TEXT EXCERPT:
>> START
Wednesday, January 30, 2013

Natchitoches Meat Pie

Natchitoches (Central Louisiana) is the oldest settlement in the Louisiana Purchase and these pies predate the Civil War. The traditional recipe is filled with ground beef, ground pork, onion, and special seasonings sealed in a crescent shaped crust, it is either baked or deep fried. When fried it's fried in peanut oil because of it's high smoking point. The pie has been handed down and has been evolving for over 300 years. The pie originally had a savory meat filling (normally ground pork or pork sausage) in a crust (crescent-shaped) flaky wheat pastry turnover. Wheat was difficult to grow in the wet warm climate; corn was what was grown locally making it the staple for the Spanish and Native Americans. Wheat would have been imported by yearly supply-convoys through Texas or from the French port (Natchitoches) on the Red River. That made wheat flour so expensive it was reserved for only people in high in status or for what is known as High Holidays with in the Roman Catholic Church. These festivals gave the opportunity for older women to pass on the meat pie legacy.                                                
Speaking of evolving, the pies now, at times, have ground beef blended for additional flavor. The pies sometimes are made with Crayfish as well. ( Ya know like the song ...crayfish pies and filé gumbo)  A roux (equal parts flour and fat) is made to bind the browned meat and vegetable mixture together making the filling. (comprising of onions, bell pepper and garlic, the filing should be made the day before to allow the flavors of the ingredients to marry) Everything filling, dough, tools should be chilled before assembly. (otherwise the dough may fall apart) As  per usual Louisiana, throws festivals for everything! Party hearty! The annual Natchitoches  Meat Pie Festival (held in September) celebrates the meat pie with live music, pie making demonstrations, a pie cook-off and more. In the first part of the 20th century, meat pies were sold from home kitchens or from carts by street vendors but by 1967, Natchitoches meat pies were produced in commercial kitchens.

    2 Tb vegetable oil
    1/2 lb ground beef (not lean)
     1 1/2 lb ground pork   
    1 Tb kosher salt
    1 tsp paprika                     
    1/2 tsp cayenne pepper
    1/2 tsp chili powder
    1/2 tsp ground cumin
    1/2 tsp freshly ground black pepper
    1/4 tsp freshly ground white pepper
    4 plum tomatoes (diced)
    1 sm. yellow onion (finely chopped)
    1 green bell pepper (finely chopped)
    1 medium jalapeño pepper (finely chopped-remove seeds - less heat )
    4 bay leaves
    1 tsp dried thyme
    1/2 tsp Worcestershire sauce
meat pie
    2 Tb all-purpose flour
    2 Tb water
    1 bunch scallions (green and white parts thinly
        sliced about  1/2 cup)
    5 dashes Louisiana hot sauce
    Vegetable oil, for frying(if needed)
4 cups flour
2 eggs
1/2 cup melted shortening
2 tsp baking powder
   Sift flour, baking powder add in eggs and milk (enough to form stiff dough)

Reminder chill all individual before putting together and frying! 

 Instructions for Filling:
    Heat 2 tablespoons of the vegetable oil in a 12-inch cast iron skillet over medium-high heat. Add the meat, salt, paprika, cayenne, chili powder, cumin, and black and white peppers cook 5 to 8 min  until the meat is lightly browned.
>> END
REQUESTS:
**a)** In the meat pie text, in what month is the annual Natchitoches Meat Pie Festival held?
**b)** Rewrite the part of the meat pie text starting at "5 dashes Louisiana" and ending at "is lightly browned.", replacing "skillet" with "frying pan".
**c)** In the meat pie text's ingredient list, which ingredients are called for in an amount of 1/2 tsp?

SUPPLIED INFORMATION:
>> START
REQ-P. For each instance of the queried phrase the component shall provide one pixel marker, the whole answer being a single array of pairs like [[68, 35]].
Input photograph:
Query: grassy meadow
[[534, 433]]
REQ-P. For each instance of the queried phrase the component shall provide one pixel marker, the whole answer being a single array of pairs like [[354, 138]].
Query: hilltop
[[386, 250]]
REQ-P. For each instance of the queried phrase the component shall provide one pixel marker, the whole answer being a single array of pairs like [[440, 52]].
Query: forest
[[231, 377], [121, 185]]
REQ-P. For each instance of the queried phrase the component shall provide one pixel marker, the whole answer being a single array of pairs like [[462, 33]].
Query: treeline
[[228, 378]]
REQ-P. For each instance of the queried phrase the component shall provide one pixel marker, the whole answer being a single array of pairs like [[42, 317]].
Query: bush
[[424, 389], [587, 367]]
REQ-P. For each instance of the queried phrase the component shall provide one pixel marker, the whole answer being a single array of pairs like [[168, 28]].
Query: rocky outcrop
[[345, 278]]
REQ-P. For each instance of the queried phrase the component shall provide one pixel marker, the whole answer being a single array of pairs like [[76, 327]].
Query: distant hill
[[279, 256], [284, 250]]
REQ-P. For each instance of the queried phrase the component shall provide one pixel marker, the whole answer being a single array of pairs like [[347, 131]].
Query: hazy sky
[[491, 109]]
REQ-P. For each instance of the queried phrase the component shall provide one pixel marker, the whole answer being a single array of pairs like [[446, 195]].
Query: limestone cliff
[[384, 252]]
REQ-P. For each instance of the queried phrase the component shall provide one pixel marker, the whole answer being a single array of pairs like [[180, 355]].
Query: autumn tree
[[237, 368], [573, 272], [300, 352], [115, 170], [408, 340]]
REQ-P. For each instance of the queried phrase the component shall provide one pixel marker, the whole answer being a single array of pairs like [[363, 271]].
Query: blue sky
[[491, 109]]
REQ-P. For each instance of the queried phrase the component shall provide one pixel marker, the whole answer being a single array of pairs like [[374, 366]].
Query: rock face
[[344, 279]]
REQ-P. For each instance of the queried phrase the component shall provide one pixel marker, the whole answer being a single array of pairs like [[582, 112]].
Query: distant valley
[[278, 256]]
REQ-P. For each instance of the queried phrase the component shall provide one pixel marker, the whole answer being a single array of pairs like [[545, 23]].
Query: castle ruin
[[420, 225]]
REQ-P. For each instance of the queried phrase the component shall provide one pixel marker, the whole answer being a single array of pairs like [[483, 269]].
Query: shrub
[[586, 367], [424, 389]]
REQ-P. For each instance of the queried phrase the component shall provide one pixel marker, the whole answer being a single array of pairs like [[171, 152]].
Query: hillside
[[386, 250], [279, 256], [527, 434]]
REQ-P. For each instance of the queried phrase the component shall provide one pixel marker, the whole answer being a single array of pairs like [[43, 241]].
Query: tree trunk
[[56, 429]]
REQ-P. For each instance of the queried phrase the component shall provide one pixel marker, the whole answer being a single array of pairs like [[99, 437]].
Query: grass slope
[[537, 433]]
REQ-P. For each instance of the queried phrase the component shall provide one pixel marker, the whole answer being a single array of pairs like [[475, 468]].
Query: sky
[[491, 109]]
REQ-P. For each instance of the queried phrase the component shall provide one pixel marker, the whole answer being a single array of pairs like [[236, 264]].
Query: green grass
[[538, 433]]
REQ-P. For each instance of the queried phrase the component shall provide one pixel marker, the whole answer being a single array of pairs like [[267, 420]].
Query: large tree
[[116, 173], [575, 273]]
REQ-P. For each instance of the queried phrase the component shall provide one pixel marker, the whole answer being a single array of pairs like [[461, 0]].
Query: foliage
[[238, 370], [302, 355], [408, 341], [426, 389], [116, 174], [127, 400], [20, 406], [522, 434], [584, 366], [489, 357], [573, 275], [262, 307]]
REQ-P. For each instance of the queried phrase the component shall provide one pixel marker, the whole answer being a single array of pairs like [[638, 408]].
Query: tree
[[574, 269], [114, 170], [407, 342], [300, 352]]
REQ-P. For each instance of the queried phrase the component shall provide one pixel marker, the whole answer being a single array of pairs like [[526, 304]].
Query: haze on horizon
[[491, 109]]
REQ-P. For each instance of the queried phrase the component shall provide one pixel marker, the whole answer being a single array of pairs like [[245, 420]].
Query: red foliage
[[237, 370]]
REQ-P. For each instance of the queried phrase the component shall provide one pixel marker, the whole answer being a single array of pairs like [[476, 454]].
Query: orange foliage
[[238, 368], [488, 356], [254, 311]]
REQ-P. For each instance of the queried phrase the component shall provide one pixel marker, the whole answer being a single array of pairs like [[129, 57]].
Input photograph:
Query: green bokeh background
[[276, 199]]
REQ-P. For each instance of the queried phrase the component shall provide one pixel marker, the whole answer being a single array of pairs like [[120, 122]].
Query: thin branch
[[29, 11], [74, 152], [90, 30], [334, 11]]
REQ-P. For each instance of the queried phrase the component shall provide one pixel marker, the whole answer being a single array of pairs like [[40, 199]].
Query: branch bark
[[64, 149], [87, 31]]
>> END
SOLVED TASKS:
**a)** September

**b)**
5 dashes Louisiana hot sauce
    Vegetable oil, for frying(if needed)
4 cups flour
2 eggs
1/2 cup melted shortening
2 tsp baking powder
   Sift flour, baking powder add in eggs and milk (enough to form stiff dough)

Reminder chill all individual before putting together and frying! 

 Instructions for Filling:
    Heat 2 tablespoons of the vegetable oil in a 12-inch cast iron frying pan over medium-high heat. Add the meat, salt, paprika, cayenne, chili powder, cumin, and black and white peppers cook 5 to 8 min  until the meat is lightly browned.

**c)** Cayenne pepper, chili powder, ground cumin, freshly ground black pepper, and Worcestershire sauce.